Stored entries
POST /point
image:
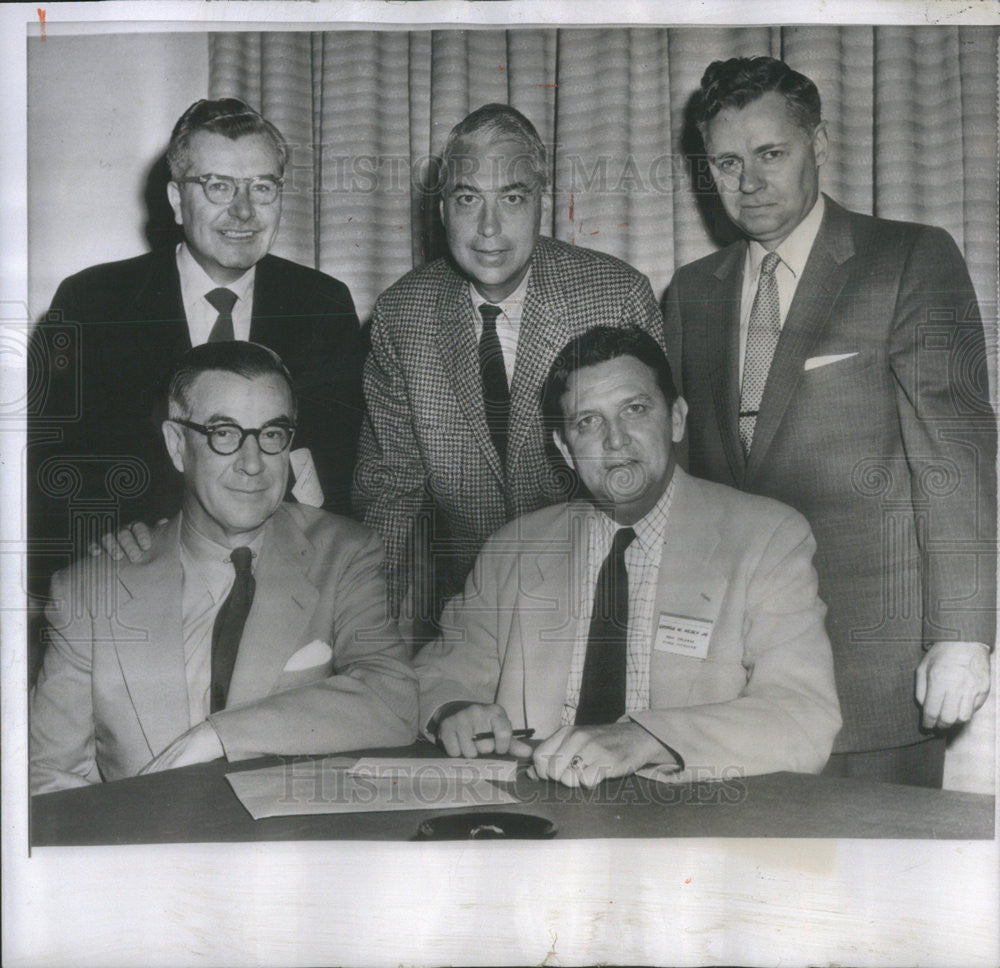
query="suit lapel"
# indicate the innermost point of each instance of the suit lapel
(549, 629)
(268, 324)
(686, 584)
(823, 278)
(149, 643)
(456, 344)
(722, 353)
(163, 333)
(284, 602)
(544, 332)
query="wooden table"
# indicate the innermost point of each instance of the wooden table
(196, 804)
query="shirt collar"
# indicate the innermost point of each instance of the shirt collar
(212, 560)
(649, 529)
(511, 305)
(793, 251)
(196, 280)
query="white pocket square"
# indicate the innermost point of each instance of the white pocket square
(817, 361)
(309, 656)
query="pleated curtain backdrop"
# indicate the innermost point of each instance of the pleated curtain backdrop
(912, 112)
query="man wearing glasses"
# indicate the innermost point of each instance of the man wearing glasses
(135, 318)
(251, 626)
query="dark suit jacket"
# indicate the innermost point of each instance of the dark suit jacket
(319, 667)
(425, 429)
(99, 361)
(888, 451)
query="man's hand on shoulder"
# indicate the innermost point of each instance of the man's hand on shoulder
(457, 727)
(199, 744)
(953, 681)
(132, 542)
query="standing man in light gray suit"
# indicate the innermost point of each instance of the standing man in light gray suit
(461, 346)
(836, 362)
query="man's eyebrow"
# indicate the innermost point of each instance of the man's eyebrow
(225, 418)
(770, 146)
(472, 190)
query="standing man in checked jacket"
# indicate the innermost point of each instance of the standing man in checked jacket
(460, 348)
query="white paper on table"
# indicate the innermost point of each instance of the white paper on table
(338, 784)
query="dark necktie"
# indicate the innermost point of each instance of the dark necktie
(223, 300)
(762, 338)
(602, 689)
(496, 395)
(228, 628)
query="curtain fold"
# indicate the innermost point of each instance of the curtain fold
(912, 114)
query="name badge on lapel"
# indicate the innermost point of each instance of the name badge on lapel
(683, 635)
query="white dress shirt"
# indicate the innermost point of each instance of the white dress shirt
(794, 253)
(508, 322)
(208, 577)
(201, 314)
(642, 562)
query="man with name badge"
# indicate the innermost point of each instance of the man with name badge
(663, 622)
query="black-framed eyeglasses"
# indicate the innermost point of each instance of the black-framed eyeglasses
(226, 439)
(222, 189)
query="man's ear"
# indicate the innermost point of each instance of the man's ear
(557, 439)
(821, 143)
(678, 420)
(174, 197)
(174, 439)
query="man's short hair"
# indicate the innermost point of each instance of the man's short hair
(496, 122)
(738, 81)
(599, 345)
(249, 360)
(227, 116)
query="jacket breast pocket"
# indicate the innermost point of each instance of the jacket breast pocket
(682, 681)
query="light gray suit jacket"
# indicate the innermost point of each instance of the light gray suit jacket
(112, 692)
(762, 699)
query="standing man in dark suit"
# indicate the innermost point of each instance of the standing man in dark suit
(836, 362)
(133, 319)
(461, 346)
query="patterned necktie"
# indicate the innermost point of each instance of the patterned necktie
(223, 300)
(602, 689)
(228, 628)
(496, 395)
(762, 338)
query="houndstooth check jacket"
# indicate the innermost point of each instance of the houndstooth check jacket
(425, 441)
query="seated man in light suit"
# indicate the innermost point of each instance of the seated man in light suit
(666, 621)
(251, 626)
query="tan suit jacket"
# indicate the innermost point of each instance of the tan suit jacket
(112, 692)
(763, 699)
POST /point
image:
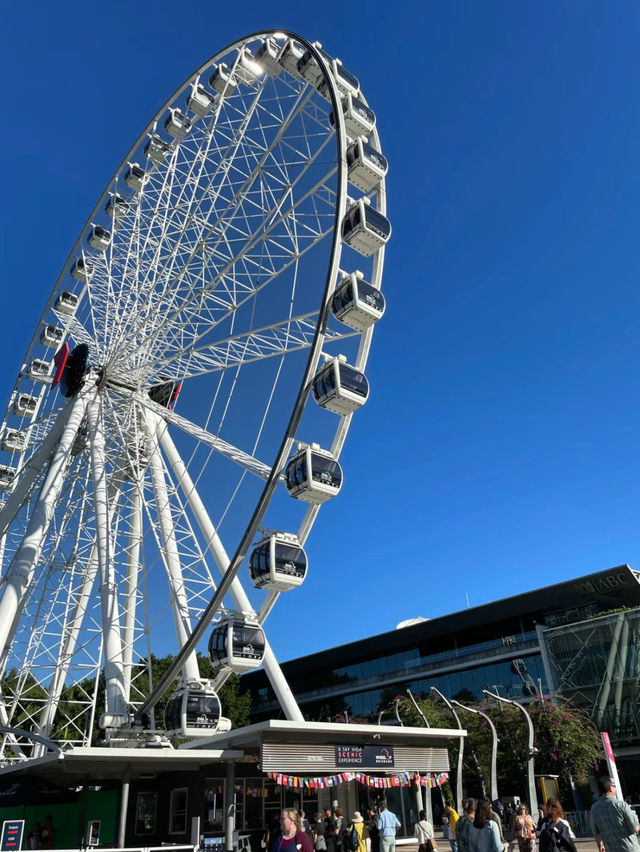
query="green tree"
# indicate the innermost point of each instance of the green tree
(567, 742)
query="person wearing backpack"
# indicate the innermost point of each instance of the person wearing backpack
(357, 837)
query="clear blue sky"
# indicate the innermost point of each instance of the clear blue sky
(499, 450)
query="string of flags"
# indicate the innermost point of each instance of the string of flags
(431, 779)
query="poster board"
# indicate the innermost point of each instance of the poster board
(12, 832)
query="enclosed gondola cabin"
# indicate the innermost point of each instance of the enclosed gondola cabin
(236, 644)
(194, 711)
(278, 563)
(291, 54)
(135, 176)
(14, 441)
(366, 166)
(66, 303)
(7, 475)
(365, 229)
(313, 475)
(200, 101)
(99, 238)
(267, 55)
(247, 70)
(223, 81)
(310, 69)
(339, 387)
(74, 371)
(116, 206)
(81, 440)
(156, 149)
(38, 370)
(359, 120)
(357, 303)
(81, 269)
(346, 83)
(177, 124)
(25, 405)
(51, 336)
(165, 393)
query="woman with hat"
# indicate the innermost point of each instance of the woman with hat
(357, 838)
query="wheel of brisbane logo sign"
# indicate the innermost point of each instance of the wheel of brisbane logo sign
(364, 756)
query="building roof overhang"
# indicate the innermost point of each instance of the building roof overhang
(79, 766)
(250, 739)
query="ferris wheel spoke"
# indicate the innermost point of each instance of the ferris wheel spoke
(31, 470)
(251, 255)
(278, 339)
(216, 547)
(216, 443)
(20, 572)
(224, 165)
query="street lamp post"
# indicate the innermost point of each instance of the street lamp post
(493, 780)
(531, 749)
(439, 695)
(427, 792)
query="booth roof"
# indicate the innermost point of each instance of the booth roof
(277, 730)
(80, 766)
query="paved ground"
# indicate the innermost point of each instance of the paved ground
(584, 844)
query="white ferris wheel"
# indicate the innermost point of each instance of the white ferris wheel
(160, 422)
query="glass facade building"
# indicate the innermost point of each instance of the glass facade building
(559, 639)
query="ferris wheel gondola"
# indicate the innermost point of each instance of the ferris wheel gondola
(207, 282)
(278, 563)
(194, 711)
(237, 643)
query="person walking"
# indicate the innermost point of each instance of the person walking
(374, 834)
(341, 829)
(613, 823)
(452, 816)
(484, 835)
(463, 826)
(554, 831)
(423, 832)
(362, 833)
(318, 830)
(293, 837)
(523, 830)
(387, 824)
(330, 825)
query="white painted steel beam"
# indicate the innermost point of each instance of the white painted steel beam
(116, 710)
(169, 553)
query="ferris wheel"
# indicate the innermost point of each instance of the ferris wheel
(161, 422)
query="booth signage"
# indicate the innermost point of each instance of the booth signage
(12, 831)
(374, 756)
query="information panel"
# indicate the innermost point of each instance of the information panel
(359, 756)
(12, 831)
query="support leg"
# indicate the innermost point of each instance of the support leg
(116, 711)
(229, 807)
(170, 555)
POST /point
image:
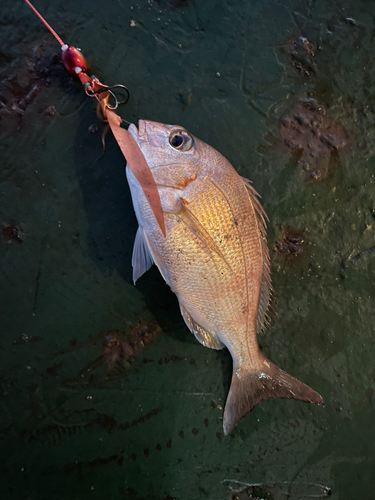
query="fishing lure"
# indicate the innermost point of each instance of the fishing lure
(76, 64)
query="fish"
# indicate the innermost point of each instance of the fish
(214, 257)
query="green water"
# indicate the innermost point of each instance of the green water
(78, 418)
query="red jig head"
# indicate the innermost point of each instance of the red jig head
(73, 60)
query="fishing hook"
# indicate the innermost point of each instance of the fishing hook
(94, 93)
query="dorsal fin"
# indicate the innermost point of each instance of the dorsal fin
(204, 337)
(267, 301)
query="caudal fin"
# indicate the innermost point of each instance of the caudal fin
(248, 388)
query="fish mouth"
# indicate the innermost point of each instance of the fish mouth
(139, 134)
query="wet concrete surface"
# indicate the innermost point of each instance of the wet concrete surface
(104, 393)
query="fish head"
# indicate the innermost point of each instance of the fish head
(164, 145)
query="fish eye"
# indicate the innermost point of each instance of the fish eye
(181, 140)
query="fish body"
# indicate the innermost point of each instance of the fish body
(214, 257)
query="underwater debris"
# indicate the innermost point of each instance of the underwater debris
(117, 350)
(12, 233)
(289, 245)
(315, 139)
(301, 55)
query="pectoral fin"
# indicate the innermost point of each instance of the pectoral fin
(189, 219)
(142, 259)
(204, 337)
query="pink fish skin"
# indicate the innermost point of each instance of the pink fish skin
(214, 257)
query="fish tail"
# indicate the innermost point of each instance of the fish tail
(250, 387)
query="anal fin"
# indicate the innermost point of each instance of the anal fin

Exercise prompt: Without including any pictures, please restate all the records exactly.

Correct response:
POST /point
image:
query="suit lapel"
# indicate the innermost point of each instance of the suit lapel
(549, 629)
(268, 324)
(686, 584)
(823, 278)
(149, 643)
(456, 344)
(722, 353)
(163, 333)
(284, 602)
(544, 332)
query="wooden table"
# indicate the innermost point of each instance of the wooden table
(196, 804)
query="shirt collar"
# indicate the innermost point of each instance of the shirt collar
(212, 560)
(649, 529)
(511, 305)
(793, 251)
(196, 280)
query="white pocket square"
# indicate the innermost point of each instance of the white pocket square
(817, 361)
(309, 656)
query="pleated curtain backdrop"
# indicate the innermost point of each instance of the pleated curtain backdrop
(912, 112)
query="man wearing glasses"
# indicate the innermost point of each instance of the man wearing glasses
(135, 318)
(251, 626)
query="dark suit jacket"
# indicate the innermost point of each instance of the dark suit jacket
(319, 667)
(425, 429)
(99, 361)
(888, 451)
query="man's hand on shoulder"
# indicate the innermost point of each instance of the man's hand on shoulder
(457, 727)
(199, 744)
(953, 681)
(132, 542)
query="standing man in light gray suit"
# indicate the innermost point of each instance of the standing man in light gray suit
(461, 346)
(836, 362)
query="man's eyebrow"
# indicate the innermost point of each instance of the man's eyebrow
(225, 418)
(770, 146)
(472, 190)
query="standing man in checked jacket"
# indicate the innermost point of each instance of the standing man in checked jacket
(460, 348)
query="white paper on table"
# indicate the innermost point of each instance of the white paper on table
(338, 784)
query="dark necktie"
# indicate the innermost point of each instance of the dark necktie
(223, 300)
(762, 338)
(602, 689)
(496, 395)
(228, 628)
query="curtain fold"
# indicate the innermost point of each instance of the curtain fold
(912, 114)
query="name badge on lapel"
# indicate the innermost point of each instance of the name badge on lapel
(683, 635)
query="white dress shirt"
# indicate the innermost point of each instance of the white dress shirt
(794, 253)
(508, 322)
(208, 577)
(201, 314)
(642, 562)
query="man with name badge"
# indicate the innermost point of each instance of the man with name badge
(663, 622)
query="black-framed eyeglasses"
# indicate the innermost point of each instance of the black-framed eyeglasses
(226, 439)
(222, 189)
query="man's ear"
# indicate the innermost point of each instance of the man's ear
(557, 439)
(821, 143)
(678, 420)
(174, 197)
(174, 439)
query="man's short hair"
# indicate the innermost point of each instance of the man's short hair
(496, 122)
(738, 81)
(599, 345)
(249, 360)
(227, 116)
query="jacket breast pocket"
# indicate the innermost point of each instance of the jacket breast pocket
(682, 681)
query="light gray suit jacket"
# indicate the innermost point of each instance of the light gray suit jacket
(112, 692)
(762, 699)
query="standing man in dark suit"
# indicate the innermost point of each instance of the standing man in dark suit
(836, 362)
(133, 319)
(461, 346)
query="patterned necktie"
# indicate the innermost point of each instance of the patterned necktie
(223, 300)
(602, 689)
(228, 628)
(496, 395)
(762, 338)
query="houndstooth check jacket"
# indicate the innermost point of each instance of the houndstooth check jacket
(425, 441)
query="seated man in light suit"
# indicate the innermost point of each instance of the seated man in light suit
(666, 621)
(251, 626)
query="tan suit jacket"
# indicate the innermost point of each instance of the tan suit jacket
(112, 692)
(763, 699)
POST /point
image:
query="green tree"
# indicate the innermost point of each instance of the green tree
(567, 742)
query="person wearing backpack"
# indicate the innermost point of each instance of the person wearing backpack
(357, 837)
query="clear blue sky"
# indicate the innermost point of each instance of the clear blue sky
(499, 450)
query="string of flags"
# indicate the innermost point of each instance of the string of flags
(431, 779)
query="poster board"
# indicate the innermost point of each instance of the poster board
(12, 832)
query="enclosed gondola cabin"
# indicate the innermost point of each instance of the enclosed gondola cabin
(236, 644)
(194, 711)
(278, 563)
(291, 54)
(135, 176)
(14, 441)
(366, 166)
(66, 303)
(7, 475)
(365, 229)
(313, 475)
(200, 101)
(99, 238)
(267, 55)
(247, 70)
(223, 81)
(310, 69)
(339, 387)
(74, 371)
(116, 206)
(81, 440)
(156, 149)
(38, 370)
(359, 120)
(357, 303)
(81, 269)
(346, 83)
(177, 124)
(25, 405)
(51, 336)
(165, 393)
query="woman with hat"
# indicate the innermost point of each instance of the woman with hat
(357, 838)
query="wheel of brisbane logo sign"
# indicate the innermost point of each instance of the wheel of brisbane logo sign
(364, 756)
query="building roof overhang"
# indicate the innermost point of each instance of the building roof overhang
(79, 766)
(250, 739)
query="ferris wheel spoke"
# indicate the innermost point of each instance of the ferris wheel spoke
(31, 470)
(251, 255)
(278, 339)
(216, 547)
(216, 443)
(20, 572)
(224, 165)
query="street lamp post"
# indicate the innermost point of each instance of the street lamp post
(493, 780)
(531, 749)
(439, 695)
(427, 792)
query="booth roof"
# indicate the innermost point of each instance of the booth roof
(277, 730)
(80, 766)
query="paved ground"
# indicate the innermost point of each instance of the paved ground
(584, 844)
query="white ferris wheel"
# indicate the innermost point of each instance of the white ferris wheel
(160, 422)
query="glass facade building"
# indicate the innermost point of each instance of the glass facade building
(559, 639)
query="ferris wheel gondola"
# indicate the innermost point of each instance of the ferris wheel gondola
(207, 282)
(278, 563)
(194, 711)
(237, 643)
query="person walking"
# indicate the innermost point of each instance of the person walking
(374, 834)
(341, 829)
(613, 823)
(452, 816)
(484, 835)
(463, 826)
(554, 831)
(423, 832)
(362, 833)
(318, 830)
(293, 837)
(523, 830)
(387, 824)
(330, 825)
query="white painted steel beam"
# indicate the innermost point of each instance of the white painted steel beam
(116, 710)
(169, 553)
query="ferris wheel"
# indicate the innermost point of each instance of the ferris wheel
(161, 422)
query="booth signage"
# indicate the innermost point of each instance of the booth signage
(12, 831)
(374, 756)
query="information panel"
# indicate the innermost point of each instance of the information panel
(359, 756)
(12, 831)
query="support leg"
# indicate the innermost point of each instance of the support leg
(116, 711)
(229, 807)
(170, 555)
POST /point
image:
query="fishing lure"
# indicate the innermost point of each instance of the fishing lure
(76, 64)
query="fish"
# indicate the innermost point of each instance of the fish
(214, 257)
query="green water"
# indicate the innermost point of each instance of the green water
(78, 418)
query="red jig head"
# indicate the innermost point of each instance of the red jig head
(73, 60)
query="fishing hook"
# indicate the innermost point of each instance of the fishing hook
(94, 93)
query="dorsal fin"
# indicate the innermost point of each instance of the dorsal fin
(204, 337)
(267, 301)
query="caudal fin"
# indicate the innermost point of each instance of the caudal fin
(248, 388)
query="fish mouth"
# indicate the innermost point of each instance of the fish mouth
(139, 134)
query="wet concrete surface"
# indicate the innermost point of each instance of the wet concrete surface
(104, 393)
query="fish head"
# indicate the innermost point of each instance of the fish head
(164, 145)
query="fish eye"
# indicate the innermost point of each instance of the fish eye
(181, 140)
query="fish body"
# indicate the innermost point of each instance of the fish body
(214, 257)
query="underwater debris"
# indicate the innermost point of each instance of the underwater debris
(117, 350)
(12, 233)
(289, 245)
(315, 139)
(301, 55)
query="pectoral fin"
# indicate the innermost point of each instance of the pectoral fin
(189, 219)
(142, 259)
(204, 337)
query="pink fish skin"
# indicate the innermost point of each instance of the pink fish skin
(214, 257)
query="fish tail"
# indicate the innermost point of each instance of the fish tail
(250, 387)
query="anal fin"
# indicate the innermost point of each instance of the anal fin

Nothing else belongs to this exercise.